Data records:

□ □ □ □ □

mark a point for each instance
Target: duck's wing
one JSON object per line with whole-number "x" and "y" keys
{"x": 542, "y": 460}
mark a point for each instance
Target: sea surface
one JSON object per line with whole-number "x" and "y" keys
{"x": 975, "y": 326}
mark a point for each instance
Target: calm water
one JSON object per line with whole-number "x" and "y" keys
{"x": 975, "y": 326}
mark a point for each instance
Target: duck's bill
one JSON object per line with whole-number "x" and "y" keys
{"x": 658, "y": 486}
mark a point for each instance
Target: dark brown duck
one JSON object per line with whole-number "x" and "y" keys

□ □ □ □ □

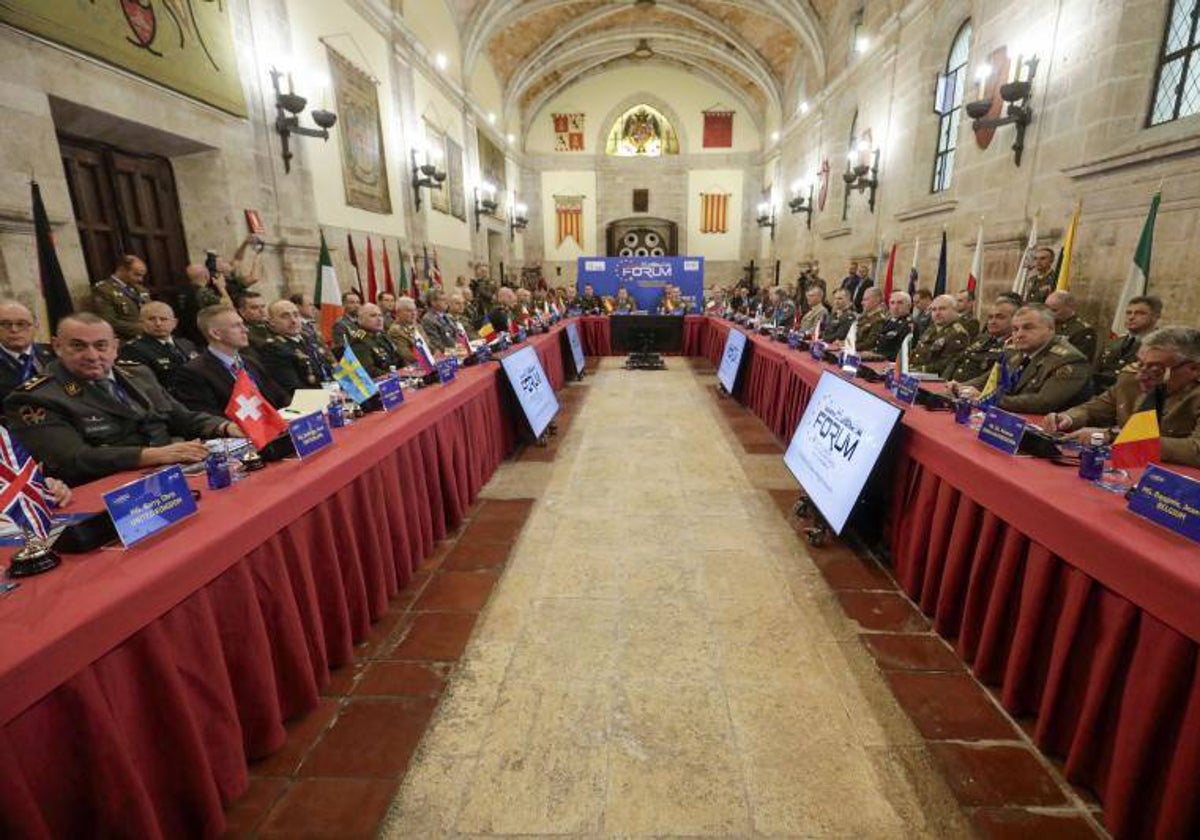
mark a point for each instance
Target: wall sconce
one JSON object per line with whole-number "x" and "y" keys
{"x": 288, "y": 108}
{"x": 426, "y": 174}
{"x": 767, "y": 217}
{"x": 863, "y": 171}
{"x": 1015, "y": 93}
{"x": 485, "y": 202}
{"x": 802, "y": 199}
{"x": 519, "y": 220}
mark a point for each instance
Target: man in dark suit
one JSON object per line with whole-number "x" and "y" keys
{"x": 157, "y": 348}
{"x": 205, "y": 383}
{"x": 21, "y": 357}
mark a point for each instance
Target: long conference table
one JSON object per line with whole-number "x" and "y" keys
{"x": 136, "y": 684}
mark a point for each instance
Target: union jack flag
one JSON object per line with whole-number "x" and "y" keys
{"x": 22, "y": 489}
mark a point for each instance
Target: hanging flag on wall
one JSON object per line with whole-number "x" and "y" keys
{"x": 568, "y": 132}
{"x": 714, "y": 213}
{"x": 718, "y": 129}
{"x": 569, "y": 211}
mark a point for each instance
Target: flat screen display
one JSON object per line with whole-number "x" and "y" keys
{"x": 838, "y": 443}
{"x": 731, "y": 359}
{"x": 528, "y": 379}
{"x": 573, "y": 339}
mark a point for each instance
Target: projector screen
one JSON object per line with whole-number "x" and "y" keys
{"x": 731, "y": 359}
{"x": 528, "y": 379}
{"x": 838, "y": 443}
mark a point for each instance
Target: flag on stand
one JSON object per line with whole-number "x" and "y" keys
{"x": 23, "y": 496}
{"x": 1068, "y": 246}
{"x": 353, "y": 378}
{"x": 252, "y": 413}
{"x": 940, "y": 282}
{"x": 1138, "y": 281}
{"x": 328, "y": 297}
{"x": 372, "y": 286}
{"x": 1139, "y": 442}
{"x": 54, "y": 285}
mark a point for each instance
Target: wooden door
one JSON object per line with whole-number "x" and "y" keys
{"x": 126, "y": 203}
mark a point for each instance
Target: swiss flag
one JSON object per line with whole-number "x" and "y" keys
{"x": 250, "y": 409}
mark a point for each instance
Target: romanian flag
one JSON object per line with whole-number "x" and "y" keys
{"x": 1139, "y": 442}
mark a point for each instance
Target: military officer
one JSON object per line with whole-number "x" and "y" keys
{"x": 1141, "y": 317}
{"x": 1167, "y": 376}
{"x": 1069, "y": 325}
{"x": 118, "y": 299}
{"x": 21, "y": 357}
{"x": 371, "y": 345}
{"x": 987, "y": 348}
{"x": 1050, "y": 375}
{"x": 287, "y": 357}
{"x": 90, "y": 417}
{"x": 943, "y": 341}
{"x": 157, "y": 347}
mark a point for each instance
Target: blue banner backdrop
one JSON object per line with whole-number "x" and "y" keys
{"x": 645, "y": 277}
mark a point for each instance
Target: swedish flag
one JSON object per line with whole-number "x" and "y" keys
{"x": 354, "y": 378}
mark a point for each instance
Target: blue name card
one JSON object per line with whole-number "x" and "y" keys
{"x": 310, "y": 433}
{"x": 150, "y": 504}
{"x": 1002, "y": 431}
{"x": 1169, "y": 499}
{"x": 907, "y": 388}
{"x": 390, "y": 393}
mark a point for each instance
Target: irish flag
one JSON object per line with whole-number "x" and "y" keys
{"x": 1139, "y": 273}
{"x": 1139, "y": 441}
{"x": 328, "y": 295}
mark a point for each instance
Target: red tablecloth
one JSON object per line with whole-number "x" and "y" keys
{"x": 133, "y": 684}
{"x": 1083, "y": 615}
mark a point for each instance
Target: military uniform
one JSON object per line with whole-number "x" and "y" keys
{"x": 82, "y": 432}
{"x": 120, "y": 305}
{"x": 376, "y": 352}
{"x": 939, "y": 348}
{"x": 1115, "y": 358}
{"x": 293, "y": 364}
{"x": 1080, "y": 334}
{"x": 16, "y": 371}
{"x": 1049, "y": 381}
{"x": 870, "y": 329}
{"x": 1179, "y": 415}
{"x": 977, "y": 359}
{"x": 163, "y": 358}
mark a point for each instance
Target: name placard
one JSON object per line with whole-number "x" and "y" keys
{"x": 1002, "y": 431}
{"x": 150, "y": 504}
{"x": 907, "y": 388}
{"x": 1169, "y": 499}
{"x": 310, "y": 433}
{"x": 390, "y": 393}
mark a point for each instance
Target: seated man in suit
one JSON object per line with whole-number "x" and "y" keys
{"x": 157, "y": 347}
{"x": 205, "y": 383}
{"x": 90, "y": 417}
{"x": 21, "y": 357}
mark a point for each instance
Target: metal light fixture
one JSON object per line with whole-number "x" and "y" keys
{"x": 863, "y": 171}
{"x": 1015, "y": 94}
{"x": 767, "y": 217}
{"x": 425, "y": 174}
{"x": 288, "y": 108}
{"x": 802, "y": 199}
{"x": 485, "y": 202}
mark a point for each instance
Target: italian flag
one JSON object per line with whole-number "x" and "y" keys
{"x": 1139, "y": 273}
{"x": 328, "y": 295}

□ □ □ □ □

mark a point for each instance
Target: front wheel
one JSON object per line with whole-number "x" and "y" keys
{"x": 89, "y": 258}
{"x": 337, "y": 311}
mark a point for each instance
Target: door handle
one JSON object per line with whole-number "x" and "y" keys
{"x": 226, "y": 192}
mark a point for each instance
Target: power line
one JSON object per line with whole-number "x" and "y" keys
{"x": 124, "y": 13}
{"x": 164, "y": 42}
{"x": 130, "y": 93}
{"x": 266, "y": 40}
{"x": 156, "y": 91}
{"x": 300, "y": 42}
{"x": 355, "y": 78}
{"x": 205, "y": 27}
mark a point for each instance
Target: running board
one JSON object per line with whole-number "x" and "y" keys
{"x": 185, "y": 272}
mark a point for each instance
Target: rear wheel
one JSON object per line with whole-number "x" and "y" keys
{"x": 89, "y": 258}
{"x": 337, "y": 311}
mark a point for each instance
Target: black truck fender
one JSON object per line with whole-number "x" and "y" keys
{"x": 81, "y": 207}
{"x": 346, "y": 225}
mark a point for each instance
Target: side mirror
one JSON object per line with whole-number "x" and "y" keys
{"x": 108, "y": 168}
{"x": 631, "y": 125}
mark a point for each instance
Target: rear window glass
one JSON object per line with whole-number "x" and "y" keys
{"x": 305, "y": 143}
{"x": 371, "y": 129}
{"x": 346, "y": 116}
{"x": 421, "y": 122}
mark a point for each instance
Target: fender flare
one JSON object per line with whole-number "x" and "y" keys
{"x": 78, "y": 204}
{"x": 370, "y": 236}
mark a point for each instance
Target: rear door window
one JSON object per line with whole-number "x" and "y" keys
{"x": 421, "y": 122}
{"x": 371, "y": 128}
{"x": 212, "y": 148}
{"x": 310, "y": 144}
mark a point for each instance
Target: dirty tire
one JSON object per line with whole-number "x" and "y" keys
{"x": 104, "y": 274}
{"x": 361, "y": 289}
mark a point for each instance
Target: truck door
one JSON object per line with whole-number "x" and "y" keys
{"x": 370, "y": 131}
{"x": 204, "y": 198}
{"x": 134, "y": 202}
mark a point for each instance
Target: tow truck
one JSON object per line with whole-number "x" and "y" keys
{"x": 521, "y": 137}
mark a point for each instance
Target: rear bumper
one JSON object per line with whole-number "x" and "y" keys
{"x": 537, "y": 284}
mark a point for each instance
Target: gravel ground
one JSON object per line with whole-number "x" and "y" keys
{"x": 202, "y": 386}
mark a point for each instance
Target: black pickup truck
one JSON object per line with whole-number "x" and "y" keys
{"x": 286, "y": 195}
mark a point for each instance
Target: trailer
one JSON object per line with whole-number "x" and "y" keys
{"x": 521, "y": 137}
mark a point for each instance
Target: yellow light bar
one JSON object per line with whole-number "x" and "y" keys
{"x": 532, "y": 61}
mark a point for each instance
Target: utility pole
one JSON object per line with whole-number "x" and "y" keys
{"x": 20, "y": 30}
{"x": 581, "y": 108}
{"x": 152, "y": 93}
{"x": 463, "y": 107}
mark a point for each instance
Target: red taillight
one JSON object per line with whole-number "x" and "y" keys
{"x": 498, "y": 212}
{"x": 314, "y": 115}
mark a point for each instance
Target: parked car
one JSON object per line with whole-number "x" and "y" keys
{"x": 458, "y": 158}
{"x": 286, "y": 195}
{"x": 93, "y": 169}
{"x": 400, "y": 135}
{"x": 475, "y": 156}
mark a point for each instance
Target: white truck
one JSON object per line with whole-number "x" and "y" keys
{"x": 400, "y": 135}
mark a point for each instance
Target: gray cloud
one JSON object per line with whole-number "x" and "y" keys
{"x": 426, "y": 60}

□ □ □ □ □

Written exercise:
Return each line of the items that contains the word "rear", matching case exactly.

The result:
Target: rear wheel
Target: rear window glass
Target: rear door window
Target: rear bumper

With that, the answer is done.